*Exercise directions:* Copy out the following lines exactly as they appear, covering every item.

*Records in a dataset:*
########
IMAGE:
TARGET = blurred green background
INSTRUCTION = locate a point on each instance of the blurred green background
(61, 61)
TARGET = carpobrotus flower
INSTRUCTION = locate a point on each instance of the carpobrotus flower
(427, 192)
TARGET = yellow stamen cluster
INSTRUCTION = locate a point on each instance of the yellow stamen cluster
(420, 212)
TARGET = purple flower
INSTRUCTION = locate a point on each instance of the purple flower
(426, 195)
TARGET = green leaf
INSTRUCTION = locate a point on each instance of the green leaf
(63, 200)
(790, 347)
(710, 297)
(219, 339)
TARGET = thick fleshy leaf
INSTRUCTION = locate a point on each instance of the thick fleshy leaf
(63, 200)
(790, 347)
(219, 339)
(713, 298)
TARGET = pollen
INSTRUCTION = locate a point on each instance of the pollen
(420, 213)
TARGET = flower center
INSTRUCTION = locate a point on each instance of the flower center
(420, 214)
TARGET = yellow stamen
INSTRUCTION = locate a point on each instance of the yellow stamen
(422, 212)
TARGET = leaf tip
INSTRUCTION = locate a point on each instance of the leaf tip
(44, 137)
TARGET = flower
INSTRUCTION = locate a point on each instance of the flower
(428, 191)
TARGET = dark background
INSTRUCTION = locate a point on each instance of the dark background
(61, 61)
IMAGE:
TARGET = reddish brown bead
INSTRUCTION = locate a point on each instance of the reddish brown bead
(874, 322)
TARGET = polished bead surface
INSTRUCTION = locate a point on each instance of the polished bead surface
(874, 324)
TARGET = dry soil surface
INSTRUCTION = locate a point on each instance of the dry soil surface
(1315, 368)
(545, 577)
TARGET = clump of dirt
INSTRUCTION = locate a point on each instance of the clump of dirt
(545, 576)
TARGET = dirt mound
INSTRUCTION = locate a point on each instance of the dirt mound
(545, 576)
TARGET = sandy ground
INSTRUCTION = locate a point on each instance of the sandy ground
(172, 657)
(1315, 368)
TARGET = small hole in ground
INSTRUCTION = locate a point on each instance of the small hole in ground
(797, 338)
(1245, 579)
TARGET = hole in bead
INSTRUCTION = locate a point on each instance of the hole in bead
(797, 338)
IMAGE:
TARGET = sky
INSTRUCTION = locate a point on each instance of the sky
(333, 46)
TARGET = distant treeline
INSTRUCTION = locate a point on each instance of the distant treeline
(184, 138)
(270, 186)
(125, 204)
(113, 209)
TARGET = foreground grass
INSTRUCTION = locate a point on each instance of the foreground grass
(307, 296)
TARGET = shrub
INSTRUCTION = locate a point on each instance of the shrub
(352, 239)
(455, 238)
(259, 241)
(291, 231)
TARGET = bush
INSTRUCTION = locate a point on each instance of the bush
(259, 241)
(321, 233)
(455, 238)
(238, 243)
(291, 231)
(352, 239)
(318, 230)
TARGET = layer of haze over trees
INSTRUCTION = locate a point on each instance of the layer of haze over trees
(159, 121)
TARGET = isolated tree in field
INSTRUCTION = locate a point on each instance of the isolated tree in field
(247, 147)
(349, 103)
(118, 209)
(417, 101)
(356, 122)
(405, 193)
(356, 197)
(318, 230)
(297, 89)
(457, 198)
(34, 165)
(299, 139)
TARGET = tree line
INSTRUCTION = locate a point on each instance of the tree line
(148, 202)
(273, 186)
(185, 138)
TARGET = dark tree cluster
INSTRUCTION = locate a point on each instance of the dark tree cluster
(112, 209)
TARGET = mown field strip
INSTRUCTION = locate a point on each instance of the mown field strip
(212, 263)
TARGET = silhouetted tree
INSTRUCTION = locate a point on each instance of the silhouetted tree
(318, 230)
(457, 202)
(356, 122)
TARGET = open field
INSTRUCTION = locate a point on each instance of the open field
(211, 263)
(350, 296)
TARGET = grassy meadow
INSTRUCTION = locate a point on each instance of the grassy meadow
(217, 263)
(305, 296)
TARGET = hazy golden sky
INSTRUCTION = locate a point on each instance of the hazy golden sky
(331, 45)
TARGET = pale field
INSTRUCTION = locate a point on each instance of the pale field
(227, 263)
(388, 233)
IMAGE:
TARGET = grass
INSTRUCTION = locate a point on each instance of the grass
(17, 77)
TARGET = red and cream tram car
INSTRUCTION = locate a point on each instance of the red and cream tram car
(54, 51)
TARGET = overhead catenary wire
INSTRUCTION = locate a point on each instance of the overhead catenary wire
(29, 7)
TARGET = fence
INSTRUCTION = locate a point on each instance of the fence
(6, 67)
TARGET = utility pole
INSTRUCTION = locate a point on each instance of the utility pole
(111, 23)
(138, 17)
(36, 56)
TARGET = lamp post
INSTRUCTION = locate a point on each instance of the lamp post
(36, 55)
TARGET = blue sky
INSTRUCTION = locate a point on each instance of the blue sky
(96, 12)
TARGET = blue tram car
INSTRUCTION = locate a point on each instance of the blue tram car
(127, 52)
########
*Solution:*
IMAGE:
TARGET = blurred green background
INSTRUCTION = locate a point on each instance of the blurred green background
(61, 61)
TARGET = carpobrotus flower
INSTRUCTION = locate a point on each instance of the carpobrotus flower
(427, 192)
TARGET = yellow stamen cluster
INSTRUCTION = locate a point on each instance of the yellow stamen cluster
(420, 212)
TARGET = purple flower
INSTRUCTION = locate a point on each instance of the purple flower
(426, 195)
TARGET = green leaf
INSTRUCTION = locate a point on each instance of the green leaf
(63, 200)
(790, 347)
(710, 297)
(219, 339)
TARGET = thick fleshy leaf
INSTRUCTION = locate a point on each instance of the thick fleshy leaf
(63, 200)
(790, 347)
(219, 339)
(713, 298)
TARGET = pollen
INSTRUCTION = locate a point on each instance of the pollen
(420, 213)
TARGET = flower center
INSTRUCTION = locate a point on each instance of the flower center
(420, 214)
TARGET = yellow stamen
INSTRUCTION = locate a point on each instance of the yellow stamen
(422, 212)
TARGET = leaf tip
INSTRUCTION = locate a point on each instance of the leaf tip
(44, 137)
TARGET = flower
INSTRUCTION = locate a point on each instance of the flower
(428, 191)
TARGET = dark background
INSTRUCTION = locate a point on each instance of the dark background
(61, 61)
IMAGE:
TARGET = reddish brown bead
INSTRUCTION = locate a point on each instance of the reddish brown bead
(874, 322)
TARGET = polished bead surface
INSTRUCTION = locate a point on each instance of the polished bead surface
(874, 324)
TARGET = dry soil surface
INSTRUCTION = locate a point on each instance of the dry soil surface
(1315, 368)
(545, 577)
TARGET = clump of dirt
INSTRUCTION = locate a point on each instance of the clump of dirt
(545, 576)
TARGET = dirt mound
INSTRUCTION = locate a point on each instance of the dirt mound
(545, 576)
TARGET = sandy ground
INSTRUCTION = locate a point on each instance of the sandy ground
(172, 657)
(1315, 368)
TARGET = small hole in ground
INSTRUCTION = locate a point on each instance of the small hole in ground
(797, 338)
(1245, 579)
TARGET = hole in bead
INSTRUCTION = locate a point on each instance of the hole in bead
(797, 338)
IMAGE:
TARGET = sky
INSTRUCTION = locate a point on each instance of the sky
(333, 46)
TARGET = distant treeline
INSTRUCTION = locate a point on each instance of the distant treeline
(184, 138)
(270, 186)
(125, 204)
(113, 209)
TARGET = foreground grass
INSTRUCTION = locate a point on each instance of the foreground grass
(307, 296)
TARGET = shrub
INSTRUCTION = locate a point on each instance of the shrub
(352, 239)
(455, 238)
(259, 241)
(291, 231)
TARGET = bush
INSTRUCTION = locate a point on each instance of the bush
(259, 241)
(321, 233)
(455, 238)
(238, 243)
(291, 231)
(352, 239)
(318, 230)
TARGET = layer of haze over trees
INSTRUCTION = locate a point on each instance of the layer of haze over trees
(159, 121)
TARGET = isolated tree in field
INSTRUCTION = locate a point on each instance of the isolated tree in field
(247, 147)
(349, 103)
(118, 209)
(417, 101)
(356, 122)
(405, 193)
(356, 197)
(318, 230)
(297, 89)
(457, 198)
(34, 165)
(299, 139)
TARGET = tree line
INSTRUCTION = locate a point on each instance of the tree line
(148, 202)
(273, 186)
(185, 138)
TARGET = dark tree cluster
INSTRUCTION = locate a point on each instance of the dark tree cluster
(112, 209)
TARGET = mown field strip
INSTRUCTION = locate a point on each instance of the mown field strip
(212, 263)
TARGET = silhouetted tree
INSTRUCTION = locate a point on each instance of the silhouetted tree
(318, 230)
(457, 202)
(356, 122)
TARGET = open field
INSTRUCTION = locate a point on each instance of the open field
(211, 263)
(350, 296)
TARGET = grassy meadow
INSTRUCTION = locate a point on each instance of the grassy meadow
(217, 263)
(305, 296)
TARGET = hazy golden sky
INSTRUCTION = locate a point on each instance of the hazy golden sky
(331, 45)
TARGET = pale field
INSTRUCTION = locate a point on each instance of the pale field
(227, 263)
(388, 233)
IMAGE:
TARGET = grass
INSTRUCTION = locate a point on each instance of the grass
(17, 77)
TARGET = red and cream tram car
INSTRUCTION = locate a point on each instance of the red and cream tram car
(54, 51)
TARGET = overhead catenary wire
INSTRUCTION = locate a point on each instance of the overhead catenary wire
(29, 7)
TARGET = fence
INSTRUCTION = locate a point on each instance of the fence
(6, 67)
TARGET = utility pole
INSTRUCTION = locate a point on each instance of the utility pole
(111, 23)
(138, 17)
(36, 56)
TARGET = lamp post
INSTRUCTION = locate a point on each instance of the lamp post
(36, 55)
TARGET = blue sky
INSTRUCTION = locate a point on each instance of the blue sky
(96, 12)
TARGET = blue tram car
INSTRUCTION = locate a point on each instance of the blue tram car
(127, 52)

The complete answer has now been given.